— begin —

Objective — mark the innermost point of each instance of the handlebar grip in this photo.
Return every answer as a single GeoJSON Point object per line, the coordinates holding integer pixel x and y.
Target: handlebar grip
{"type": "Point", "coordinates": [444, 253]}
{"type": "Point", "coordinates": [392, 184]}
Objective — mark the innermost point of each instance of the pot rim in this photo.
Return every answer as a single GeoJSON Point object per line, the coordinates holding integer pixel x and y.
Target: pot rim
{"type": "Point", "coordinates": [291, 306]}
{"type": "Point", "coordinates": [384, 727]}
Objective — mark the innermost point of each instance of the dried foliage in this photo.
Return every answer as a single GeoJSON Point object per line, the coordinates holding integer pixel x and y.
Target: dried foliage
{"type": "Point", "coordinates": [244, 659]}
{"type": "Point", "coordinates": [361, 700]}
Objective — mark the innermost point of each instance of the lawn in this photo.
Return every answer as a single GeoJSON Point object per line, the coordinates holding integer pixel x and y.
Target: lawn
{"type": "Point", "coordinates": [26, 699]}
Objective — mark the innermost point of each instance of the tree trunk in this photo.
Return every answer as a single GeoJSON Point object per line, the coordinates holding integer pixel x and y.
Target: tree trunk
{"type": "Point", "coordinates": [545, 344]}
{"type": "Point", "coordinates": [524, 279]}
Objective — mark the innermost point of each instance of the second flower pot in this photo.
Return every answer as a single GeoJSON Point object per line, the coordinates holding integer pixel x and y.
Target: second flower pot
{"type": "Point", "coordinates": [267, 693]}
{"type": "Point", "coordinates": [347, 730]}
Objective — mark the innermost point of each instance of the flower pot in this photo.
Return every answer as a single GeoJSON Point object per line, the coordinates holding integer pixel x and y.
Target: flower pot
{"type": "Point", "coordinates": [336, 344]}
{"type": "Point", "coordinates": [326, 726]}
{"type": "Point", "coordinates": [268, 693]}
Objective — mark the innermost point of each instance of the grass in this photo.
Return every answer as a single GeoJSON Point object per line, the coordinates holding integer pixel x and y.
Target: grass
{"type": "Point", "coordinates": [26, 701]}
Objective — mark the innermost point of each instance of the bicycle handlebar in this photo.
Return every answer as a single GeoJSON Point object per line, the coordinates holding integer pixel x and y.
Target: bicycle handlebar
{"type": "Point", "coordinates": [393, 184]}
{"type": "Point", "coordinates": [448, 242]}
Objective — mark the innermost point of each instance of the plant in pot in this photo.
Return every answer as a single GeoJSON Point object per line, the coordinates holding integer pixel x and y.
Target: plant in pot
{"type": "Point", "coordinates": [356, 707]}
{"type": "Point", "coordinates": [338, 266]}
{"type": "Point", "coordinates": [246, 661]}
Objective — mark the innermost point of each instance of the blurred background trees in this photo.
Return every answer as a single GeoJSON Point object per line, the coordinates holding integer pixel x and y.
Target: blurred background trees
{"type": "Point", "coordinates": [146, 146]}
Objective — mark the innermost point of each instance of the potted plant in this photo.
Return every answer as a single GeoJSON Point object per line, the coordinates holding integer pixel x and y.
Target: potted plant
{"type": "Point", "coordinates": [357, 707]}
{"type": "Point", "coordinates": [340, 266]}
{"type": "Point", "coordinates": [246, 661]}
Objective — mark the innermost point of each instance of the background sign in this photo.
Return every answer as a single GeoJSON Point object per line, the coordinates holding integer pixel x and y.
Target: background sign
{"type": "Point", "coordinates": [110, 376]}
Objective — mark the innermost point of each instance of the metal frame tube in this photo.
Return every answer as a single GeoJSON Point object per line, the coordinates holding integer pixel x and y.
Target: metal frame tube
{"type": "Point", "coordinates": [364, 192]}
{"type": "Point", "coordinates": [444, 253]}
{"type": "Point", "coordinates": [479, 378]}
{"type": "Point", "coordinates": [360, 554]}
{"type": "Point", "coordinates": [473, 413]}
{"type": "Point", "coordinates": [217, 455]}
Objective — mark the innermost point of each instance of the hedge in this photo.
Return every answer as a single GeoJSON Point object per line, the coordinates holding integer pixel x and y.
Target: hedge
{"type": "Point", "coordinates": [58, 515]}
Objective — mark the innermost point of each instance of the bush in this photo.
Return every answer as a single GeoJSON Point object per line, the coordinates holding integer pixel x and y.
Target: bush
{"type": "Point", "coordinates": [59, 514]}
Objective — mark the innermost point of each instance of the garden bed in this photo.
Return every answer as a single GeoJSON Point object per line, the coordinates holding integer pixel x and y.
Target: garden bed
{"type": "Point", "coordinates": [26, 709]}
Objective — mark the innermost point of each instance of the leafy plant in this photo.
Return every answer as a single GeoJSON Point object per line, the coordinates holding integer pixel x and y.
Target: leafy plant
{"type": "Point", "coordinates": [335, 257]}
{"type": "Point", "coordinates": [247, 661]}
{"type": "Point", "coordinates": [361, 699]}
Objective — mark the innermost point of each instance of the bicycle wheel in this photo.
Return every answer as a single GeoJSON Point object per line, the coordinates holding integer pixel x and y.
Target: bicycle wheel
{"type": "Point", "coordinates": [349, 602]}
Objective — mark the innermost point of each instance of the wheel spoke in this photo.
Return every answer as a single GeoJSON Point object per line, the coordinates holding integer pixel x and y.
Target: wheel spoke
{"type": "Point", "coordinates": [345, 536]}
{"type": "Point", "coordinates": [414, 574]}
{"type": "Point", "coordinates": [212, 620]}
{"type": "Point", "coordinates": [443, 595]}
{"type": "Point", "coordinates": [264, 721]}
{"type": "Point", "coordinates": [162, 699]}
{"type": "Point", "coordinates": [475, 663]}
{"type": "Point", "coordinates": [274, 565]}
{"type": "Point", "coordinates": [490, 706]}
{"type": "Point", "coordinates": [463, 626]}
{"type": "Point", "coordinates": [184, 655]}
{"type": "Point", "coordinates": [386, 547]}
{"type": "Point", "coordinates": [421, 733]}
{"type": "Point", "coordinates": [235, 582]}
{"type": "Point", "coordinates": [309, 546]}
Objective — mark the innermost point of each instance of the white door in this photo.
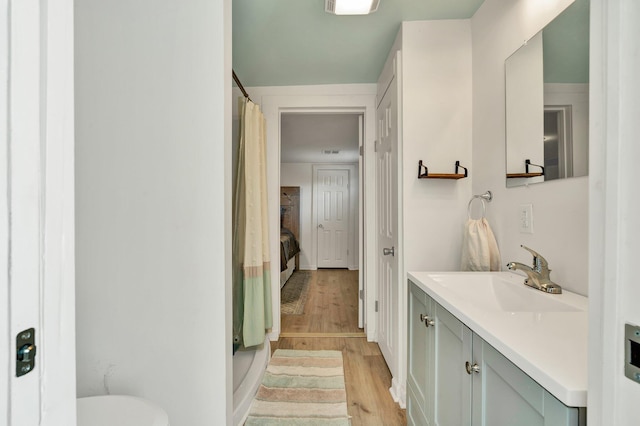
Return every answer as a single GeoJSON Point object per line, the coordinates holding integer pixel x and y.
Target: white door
{"type": "Point", "coordinates": [37, 366]}
{"type": "Point", "coordinates": [387, 224]}
{"type": "Point", "coordinates": [332, 200]}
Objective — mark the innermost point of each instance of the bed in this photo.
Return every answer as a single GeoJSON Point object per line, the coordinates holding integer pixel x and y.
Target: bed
{"type": "Point", "coordinates": [289, 231]}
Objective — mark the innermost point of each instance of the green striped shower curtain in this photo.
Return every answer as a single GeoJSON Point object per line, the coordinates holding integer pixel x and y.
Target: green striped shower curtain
{"type": "Point", "coordinates": [252, 312]}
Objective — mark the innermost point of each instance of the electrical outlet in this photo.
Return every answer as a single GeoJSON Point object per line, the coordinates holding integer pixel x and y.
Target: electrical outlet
{"type": "Point", "coordinates": [525, 218]}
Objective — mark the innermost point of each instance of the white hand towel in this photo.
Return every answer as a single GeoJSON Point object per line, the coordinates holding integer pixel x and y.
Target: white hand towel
{"type": "Point", "coordinates": [479, 249]}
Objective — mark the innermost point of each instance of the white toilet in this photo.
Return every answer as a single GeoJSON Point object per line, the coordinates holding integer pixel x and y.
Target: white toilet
{"type": "Point", "coordinates": [119, 410]}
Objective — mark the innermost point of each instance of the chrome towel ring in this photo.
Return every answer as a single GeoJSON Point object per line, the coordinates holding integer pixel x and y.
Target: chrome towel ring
{"type": "Point", "coordinates": [487, 196]}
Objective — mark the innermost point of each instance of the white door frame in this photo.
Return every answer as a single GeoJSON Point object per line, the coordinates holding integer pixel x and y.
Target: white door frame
{"type": "Point", "coordinates": [353, 212]}
{"type": "Point", "coordinates": [37, 180]}
{"type": "Point", "coordinates": [273, 106]}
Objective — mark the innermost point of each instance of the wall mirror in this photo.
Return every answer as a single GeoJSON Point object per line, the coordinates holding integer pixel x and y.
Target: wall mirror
{"type": "Point", "coordinates": [547, 102]}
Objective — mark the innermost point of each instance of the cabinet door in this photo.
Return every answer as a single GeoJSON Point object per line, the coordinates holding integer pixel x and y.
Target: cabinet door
{"type": "Point", "coordinates": [420, 364]}
{"type": "Point", "coordinates": [504, 395]}
{"type": "Point", "coordinates": [452, 393]}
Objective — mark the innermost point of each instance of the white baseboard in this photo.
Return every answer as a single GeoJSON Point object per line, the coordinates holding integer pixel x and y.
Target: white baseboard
{"type": "Point", "coordinates": [398, 393]}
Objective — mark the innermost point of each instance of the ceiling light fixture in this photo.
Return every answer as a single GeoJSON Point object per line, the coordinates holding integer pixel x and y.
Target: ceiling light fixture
{"type": "Point", "coordinates": [351, 7]}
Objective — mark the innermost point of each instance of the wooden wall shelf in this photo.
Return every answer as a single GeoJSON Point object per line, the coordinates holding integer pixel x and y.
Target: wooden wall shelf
{"type": "Point", "coordinates": [523, 175]}
{"type": "Point", "coordinates": [423, 172]}
{"type": "Point", "coordinates": [527, 173]}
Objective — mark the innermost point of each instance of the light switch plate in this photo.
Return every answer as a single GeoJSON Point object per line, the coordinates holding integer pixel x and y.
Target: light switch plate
{"type": "Point", "coordinates": [525, 218]}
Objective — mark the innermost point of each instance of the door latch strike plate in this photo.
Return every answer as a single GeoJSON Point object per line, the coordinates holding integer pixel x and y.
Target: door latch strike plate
{"type": "Point", "coordinates": [25, 352]}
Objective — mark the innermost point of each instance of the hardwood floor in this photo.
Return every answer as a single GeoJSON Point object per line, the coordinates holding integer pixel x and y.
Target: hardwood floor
{"type": "Point", "coordinates": [330, 322]}
{"type": "Point", "coordinates": [332, 305]}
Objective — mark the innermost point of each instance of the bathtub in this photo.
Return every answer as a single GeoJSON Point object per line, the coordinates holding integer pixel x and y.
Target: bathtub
{"type": "Point", "coordinates": [248, 368]}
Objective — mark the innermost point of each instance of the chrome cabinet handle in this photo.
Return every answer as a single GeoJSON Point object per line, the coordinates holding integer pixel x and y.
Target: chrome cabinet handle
{"type": "Point", "coordinates": [475, 368]}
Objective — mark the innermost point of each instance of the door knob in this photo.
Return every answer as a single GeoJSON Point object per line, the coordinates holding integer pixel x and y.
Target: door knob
{"type": "Point", "coordinates": [475, 368]}
{"type": "Point", "coordinates": [26, 353]}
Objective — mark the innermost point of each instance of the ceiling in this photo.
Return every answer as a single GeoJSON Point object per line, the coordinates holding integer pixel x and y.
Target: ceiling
{"type": "Point", "coordinates": [295, 42]}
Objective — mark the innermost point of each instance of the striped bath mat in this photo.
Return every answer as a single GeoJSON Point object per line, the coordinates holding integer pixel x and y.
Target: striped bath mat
{"type": "Point", "coordinates": [301, 388]}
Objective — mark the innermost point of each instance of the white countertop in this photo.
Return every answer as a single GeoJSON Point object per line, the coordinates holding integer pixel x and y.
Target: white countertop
{"type": "Point", "coordinates": [551, 347]}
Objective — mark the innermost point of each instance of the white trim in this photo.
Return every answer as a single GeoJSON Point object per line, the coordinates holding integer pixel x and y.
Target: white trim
{"type": "Point", "coordinates": [613, 208]}
{"type": "Point", "coordinates": [336, 98]}
{"type": "Point", "coordinates": [5, 341]}
{"type": "Point", "coordinates": [58, 398]}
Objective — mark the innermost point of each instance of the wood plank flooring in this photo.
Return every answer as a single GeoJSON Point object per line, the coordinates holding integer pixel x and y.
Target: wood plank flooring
{"type": "Point", "coordinates": [332, 305]}
{"type": "Point", "coordinates": [366, 375]}
{"type": "Point", "coordinates": [330, 321]}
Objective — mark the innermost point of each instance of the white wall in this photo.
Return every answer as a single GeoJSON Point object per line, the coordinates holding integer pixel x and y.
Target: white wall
{"type": "Point", "coordinates": [153, 87]}
{"type": "Point", "coordinates": [614, 208]}
{"type": "Point", "coordinates": [436, 128]}
{"type": "Point", "coordinates": [560, 207]}
{"type": "Point", "coordinates": [435, 117]}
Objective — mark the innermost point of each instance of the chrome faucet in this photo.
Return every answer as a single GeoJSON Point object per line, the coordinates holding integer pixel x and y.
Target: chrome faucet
{"type": "Point", "coordinates": [538, 275]}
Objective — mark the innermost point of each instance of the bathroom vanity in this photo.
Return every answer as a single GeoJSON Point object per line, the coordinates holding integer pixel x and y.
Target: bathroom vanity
{"type": "Point", "coordinates": [483, 349]}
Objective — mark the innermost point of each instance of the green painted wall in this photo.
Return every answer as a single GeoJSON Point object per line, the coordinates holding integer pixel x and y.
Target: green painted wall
{"type": "Point", "coordinates": [566, 46]}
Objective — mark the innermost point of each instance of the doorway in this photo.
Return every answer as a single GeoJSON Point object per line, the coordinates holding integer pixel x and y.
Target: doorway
{"type": "Point", "coordinates": [320, 155]}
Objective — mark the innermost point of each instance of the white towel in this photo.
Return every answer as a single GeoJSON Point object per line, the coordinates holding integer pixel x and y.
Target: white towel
{"type": "Point", "coordinates": [479, 249]}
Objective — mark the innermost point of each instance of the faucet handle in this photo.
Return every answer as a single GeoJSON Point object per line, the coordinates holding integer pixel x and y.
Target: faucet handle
{"type": "Point", "coordinates": [539, 262]}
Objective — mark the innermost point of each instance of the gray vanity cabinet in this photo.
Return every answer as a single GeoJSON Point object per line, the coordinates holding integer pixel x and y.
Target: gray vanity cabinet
{"type": "Point", "coordinates": [504, 395]}
{"type": "Point", "coordinates": [456, 378]}
{"type": "Point", "coordinates": [438, 345]}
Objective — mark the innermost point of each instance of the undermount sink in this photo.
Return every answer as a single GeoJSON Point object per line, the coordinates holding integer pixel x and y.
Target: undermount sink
{"type": "Point", "coordinates": [501, 291]}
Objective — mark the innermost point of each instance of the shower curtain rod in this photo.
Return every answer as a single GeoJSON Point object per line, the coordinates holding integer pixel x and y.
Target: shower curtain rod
{"type": "Point", "coordinates": [240, 86]}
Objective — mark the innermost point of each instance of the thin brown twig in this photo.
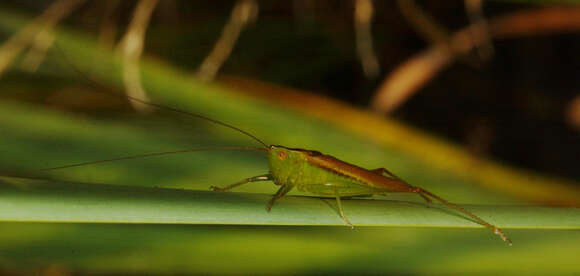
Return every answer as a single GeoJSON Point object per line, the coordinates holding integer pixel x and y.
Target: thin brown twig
{"type": "Point", "coordinates": [423, 22]}
{"type": "Point", "coordinates": [131, 47]}
{"type": "Point", "coordinates": [474, 11]}
{"type": "Point", "coordinates": [243, 12]}
{"type": "Point", "coordinates": [108, 28]}
{"type": "Point", "coordinates": [418, 70]}
{"type": "Point", "coordinates": [36, 32]}
{"type": "Point", "coordinates": [363, 16]}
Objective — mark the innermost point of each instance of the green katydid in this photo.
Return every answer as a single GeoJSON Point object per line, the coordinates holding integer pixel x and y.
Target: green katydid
{"type": "Point", "coordinates": [311, 172]}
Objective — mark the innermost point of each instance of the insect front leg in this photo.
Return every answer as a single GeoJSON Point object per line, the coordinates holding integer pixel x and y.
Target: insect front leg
{"type": "Point", "coordinates": [264, 177]}
{"type": "Point", "coordinates": [279, 194]}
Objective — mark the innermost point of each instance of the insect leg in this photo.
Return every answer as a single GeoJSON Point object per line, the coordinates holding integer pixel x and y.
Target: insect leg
{"type": "Point", "coordinates": [279, 194]}
{"type": "Point", "coordinates": [340, 212]}
{"type": "Point", "coordinates": [264, 177]}
{"type": "Point", "coordinates": [493, 228]}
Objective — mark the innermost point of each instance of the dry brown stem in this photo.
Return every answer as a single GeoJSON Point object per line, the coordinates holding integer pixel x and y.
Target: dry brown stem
{"type": "Point", "coordinates": [244, 11]}
{"type": "Point", "coordinates": [38, 32]}
{"type": "Point", "coordinates": [363, 16]}
{"type": "Point", "coordinates": [418, 70]}
{"type": "Point", "coordinates": [131, 48]}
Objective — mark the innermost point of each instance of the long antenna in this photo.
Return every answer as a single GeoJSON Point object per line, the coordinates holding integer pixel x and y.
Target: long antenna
{"type": "Point", "coordinates": [159, 106]}
{"type": "Point", "coordinates": [148, 155]}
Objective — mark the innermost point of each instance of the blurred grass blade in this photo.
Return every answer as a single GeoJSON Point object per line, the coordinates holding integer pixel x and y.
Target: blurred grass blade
{"type": "Point", "coordinates": [48, 201]}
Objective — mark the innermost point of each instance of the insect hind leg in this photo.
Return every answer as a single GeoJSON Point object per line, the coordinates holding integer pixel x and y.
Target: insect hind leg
{"type": "Point", "coordinates": [279, 194]}
{"type": "Point", "coordinates": [264, 177]}
{"type": "Point", "coordinates": [340, 211]}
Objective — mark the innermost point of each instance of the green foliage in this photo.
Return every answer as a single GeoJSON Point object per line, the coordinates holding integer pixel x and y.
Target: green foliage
{"type": "Point", "coordinates": [36, 137]}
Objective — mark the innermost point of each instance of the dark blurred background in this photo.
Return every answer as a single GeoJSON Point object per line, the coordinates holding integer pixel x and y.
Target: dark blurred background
{"type": "Point", "coordinates": [513, 106]}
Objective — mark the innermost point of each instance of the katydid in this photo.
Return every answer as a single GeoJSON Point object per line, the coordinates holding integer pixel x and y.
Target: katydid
{"type": "Point", "coordinates": [308, 170]}
{"type": "Point", "coordinates": [311, 172]}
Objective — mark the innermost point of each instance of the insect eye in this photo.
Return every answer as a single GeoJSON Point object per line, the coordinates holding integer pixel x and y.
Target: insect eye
{"type": "Point", "coordinates": [282, 155]}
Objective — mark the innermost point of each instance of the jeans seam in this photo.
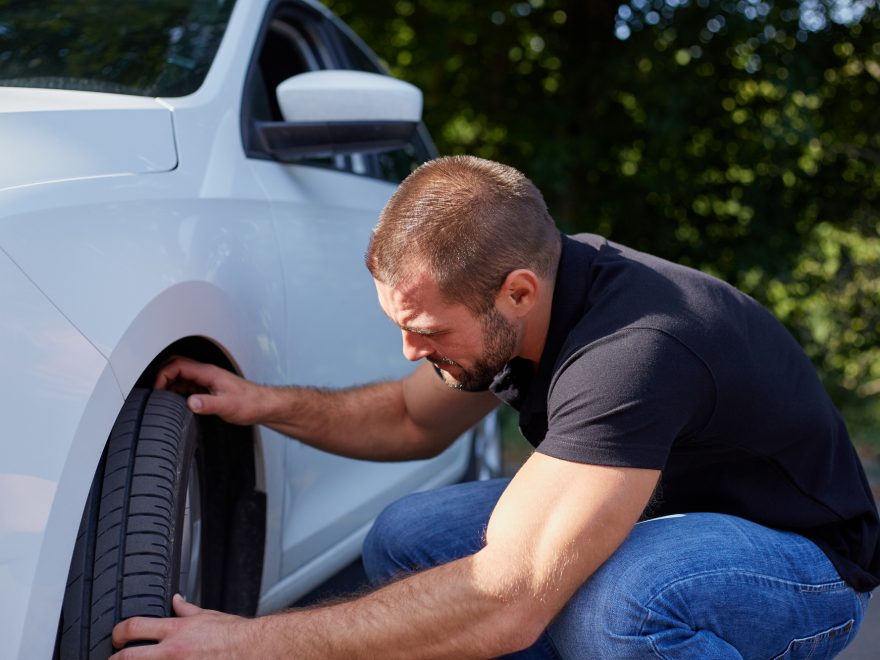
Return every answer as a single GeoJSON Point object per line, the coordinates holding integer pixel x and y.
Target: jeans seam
{"type": "Point", "coordinates": [838, 585]}
{"type": "Point", "coordinates": [825, 587]}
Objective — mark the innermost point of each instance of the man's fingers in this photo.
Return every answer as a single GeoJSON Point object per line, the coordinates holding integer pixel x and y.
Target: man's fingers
{"type": "Point", "coordinates": [182, 608]}
{"type": "Point", "coordinates": [141, 628]}
{"type": "Point", "coordinates": [203, 404]}
{"type": "Point", "coordinates": [187, 370]}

— end —

__SHORT TASK__. Nothing but the lines from the line containing "background in this photo." through the last line of the records above is to be extracted, exactly and with no pictures.

__WRITTEN RESPONSE__.
Objective — mark the innermost point of each instance of the dark blurred background in this photo.
Return every answer as a single GeoJSON Point object per line, the coordinates holding integer pixel x and y.
Target: dark blurred background
{"type": "Point", "coordinates": [513, 106]}
Objective — mark the innermost point of each instance of the katydid in this photo.
Return every answer as a single GeoJSON Point object per line, the coordinates holding integer pixel x and y.
Target: katydid
{"type": "Point", "coordinates": [308, 170]}
{"type": "Point", "coordinates": [311, 172]}
Objective — mark the innermost point of each instance of the insect eye in this photo.
Return every answer as a single GeoJSON Point object per line, the coordinates holding integer pixel x and y.
Target: insect eye
{"type": "Point", "coordinates": [282, 155]}
Objective — mark the innermost point of each instance of the jeans seam in this photo.
Return every answer as a single GeoJSON Point object per line, the coordinates holding integer pixel x and y.
Target: jeans seam
{"type": "Point", "coordinates": [838, 585]}
{"type": "Point", "coordinates": [825, 587]}
Objective — mark the innermost point of each instance of the man's fingers in this photo.
Return every answer as a single GeoJSON Point object per line, the coordinates holding integer pixel x and y.
Target: man's fingers
{"type": "Point", "coordinates": [182, 608]}
{"type": "Point", "coordinates": [141, 628]}
{"type": "Point", "coordinates": [203, 404]}
{"type": "Point", "coordinates": [187, 370]}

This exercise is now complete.